YOUR GOAL | Reproduce each of the following items line for line, changing nothing.

TASK INPUTS |
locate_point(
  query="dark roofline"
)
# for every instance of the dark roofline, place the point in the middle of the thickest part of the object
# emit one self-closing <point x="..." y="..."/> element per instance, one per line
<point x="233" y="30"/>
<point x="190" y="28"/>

EXERCISE ANSWER |
locate_point(
  query="dark roofline"
)
# for every instance of the dark roofline, place the point in the middle of the thickest part of the object
# emit one self-closing <point x="..." y="..."/> element per instance, one per line
<point x="233" y="30"/>
<point x="190" y="28"/>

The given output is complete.